> **Exercise prompt**: Please retype everything in the gold mining text below from "That same year, 50,000" down to "million local people.".

In recent years, plans to develop gold mines have been met with vehement opposition. As one of the most destructive industries in the world, the gold mining process pollutes water and land in its use of mercury and cyanide, putting the health of people and ecosystems at immense risk.
According to the World Gold Council, a massive 197,576 tonnes of gold has been mined throughout history. With toxic cyanide being predominantly used in gold extraction, gold mining is, without a doubt, a major source of environmental degradation.
Concerns over the environmental implications of gold mining have manifested in the form of protests, and protestors are unafraid to express their dissatisfaction. A gold mine project in Canakkale province in Turkey was the subject of protest by thousands in 2019, with activists pointing out that the use of cyanide in gold extraction would contaminate the soil and waters of a nearby dam.
That same year, 50,000 people allegedly took to the streets to protest against a proposed US $1.2 billion gold mine in Columbia over fears that the project would damage the local environment. The stakes are high as the proposed site is in the vicinity of a water source catering to over two million local people.
Last year, it was reported that an anti-gold mine protest site was set up for 1,000 days by a group of locals in County Tyrone, Northern Ireland. Similarly, they were concerned over the potential environmental impacts of the mine — the contamination of water, air, land and ultimately the suffering of people’s health.

(Records in a dataset)
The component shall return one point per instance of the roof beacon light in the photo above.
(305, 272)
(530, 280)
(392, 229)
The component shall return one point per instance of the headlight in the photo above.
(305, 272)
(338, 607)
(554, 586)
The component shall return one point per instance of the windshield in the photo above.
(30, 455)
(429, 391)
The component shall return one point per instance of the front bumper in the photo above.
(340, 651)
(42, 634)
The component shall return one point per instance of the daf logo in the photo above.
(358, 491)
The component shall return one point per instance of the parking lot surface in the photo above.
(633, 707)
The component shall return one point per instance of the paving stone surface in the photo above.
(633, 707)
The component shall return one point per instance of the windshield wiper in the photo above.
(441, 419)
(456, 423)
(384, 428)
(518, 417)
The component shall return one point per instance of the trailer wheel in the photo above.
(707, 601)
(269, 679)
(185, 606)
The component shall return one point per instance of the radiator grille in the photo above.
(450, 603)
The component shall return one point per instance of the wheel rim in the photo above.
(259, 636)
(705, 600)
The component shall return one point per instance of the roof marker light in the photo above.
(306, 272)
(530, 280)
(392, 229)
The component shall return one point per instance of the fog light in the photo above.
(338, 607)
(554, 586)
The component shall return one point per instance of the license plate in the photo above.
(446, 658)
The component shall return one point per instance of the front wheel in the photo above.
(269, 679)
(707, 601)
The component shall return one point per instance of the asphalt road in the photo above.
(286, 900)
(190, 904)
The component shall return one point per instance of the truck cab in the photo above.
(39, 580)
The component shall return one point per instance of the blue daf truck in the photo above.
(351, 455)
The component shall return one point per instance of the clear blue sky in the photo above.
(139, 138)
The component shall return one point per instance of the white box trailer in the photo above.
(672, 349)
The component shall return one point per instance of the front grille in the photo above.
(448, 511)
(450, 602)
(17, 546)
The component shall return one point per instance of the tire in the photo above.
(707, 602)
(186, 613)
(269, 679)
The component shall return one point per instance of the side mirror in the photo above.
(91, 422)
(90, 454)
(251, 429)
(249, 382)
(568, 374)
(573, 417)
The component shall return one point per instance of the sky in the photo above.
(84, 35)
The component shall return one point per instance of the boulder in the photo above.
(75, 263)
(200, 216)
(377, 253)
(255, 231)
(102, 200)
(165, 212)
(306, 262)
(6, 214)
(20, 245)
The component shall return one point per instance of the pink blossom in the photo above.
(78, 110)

> **Output of the exercise**:
That same year, 50,000 people allegedly took to the streets to protest against a proposed US $1.2 billion gold mine in Columbia over fears that the project would damage the local environment. The stakes are high as the proposed site is in the vicinity of a water source catering to over two million local people.